[Data extract — start]

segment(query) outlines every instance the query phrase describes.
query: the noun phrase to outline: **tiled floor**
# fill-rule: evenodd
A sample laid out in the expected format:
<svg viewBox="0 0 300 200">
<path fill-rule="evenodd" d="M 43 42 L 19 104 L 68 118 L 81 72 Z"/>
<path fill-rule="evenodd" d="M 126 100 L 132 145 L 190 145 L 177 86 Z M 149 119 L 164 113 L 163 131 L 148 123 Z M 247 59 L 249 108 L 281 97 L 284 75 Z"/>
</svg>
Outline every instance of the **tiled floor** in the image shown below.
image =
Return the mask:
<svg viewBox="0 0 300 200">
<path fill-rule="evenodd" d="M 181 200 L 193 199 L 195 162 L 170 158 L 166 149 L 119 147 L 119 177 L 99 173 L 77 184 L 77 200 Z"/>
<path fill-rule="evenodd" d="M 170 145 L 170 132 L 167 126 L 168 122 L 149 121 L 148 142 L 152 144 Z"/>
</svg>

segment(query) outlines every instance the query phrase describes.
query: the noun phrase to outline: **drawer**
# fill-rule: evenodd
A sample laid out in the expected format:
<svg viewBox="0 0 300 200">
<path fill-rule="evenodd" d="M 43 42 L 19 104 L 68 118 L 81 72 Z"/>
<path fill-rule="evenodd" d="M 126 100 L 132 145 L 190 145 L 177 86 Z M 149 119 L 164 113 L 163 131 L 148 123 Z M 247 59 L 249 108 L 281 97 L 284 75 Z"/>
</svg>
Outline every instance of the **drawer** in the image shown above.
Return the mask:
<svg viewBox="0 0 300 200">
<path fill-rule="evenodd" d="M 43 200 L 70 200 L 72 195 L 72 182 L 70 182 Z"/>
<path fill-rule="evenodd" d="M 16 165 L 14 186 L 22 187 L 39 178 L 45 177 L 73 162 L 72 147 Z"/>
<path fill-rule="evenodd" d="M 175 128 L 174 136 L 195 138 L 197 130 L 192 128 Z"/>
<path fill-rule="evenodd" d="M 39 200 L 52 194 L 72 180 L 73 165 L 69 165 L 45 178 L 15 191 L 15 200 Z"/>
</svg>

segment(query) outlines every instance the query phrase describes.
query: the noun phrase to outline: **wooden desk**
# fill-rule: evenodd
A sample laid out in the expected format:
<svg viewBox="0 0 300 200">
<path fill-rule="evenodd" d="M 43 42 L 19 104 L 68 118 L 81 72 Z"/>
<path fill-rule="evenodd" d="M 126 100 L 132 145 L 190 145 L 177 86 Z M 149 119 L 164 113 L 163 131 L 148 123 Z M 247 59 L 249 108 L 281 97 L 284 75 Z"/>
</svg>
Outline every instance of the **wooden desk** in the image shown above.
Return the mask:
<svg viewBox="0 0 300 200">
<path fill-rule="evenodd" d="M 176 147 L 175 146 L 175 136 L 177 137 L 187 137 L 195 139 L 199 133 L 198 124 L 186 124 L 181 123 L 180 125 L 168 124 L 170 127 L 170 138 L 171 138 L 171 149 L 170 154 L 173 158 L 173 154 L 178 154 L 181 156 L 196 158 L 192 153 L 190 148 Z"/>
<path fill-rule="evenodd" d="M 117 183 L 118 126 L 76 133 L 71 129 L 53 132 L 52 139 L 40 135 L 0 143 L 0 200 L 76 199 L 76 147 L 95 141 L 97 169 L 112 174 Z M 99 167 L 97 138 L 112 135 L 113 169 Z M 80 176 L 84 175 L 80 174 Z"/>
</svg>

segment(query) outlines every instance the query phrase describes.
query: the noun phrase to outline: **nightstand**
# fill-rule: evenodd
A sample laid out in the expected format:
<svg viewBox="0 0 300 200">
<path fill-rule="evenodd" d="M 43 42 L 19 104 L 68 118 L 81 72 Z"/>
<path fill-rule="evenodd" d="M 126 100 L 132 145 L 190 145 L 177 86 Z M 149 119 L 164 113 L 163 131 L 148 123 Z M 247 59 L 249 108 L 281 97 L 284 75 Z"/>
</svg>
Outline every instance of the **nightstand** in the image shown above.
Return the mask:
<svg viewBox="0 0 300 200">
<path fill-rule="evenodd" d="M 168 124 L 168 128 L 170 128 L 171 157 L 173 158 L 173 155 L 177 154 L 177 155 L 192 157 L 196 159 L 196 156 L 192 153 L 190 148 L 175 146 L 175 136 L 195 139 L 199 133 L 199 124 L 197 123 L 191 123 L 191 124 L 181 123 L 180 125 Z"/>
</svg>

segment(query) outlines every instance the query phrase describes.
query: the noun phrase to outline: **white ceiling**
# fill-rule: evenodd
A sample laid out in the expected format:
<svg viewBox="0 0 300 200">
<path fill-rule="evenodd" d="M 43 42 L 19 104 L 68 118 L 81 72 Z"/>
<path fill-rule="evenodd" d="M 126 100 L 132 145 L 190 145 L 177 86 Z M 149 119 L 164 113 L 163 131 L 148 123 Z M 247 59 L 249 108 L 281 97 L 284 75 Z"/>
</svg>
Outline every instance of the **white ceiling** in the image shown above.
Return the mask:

[Data extract — finish]

Exercise objective
Take every line from the data that contains the word "drawer".

Task output
query: the noun phrase to outline: **drawer**
Outline every instance of the **drawer** in the image shown above.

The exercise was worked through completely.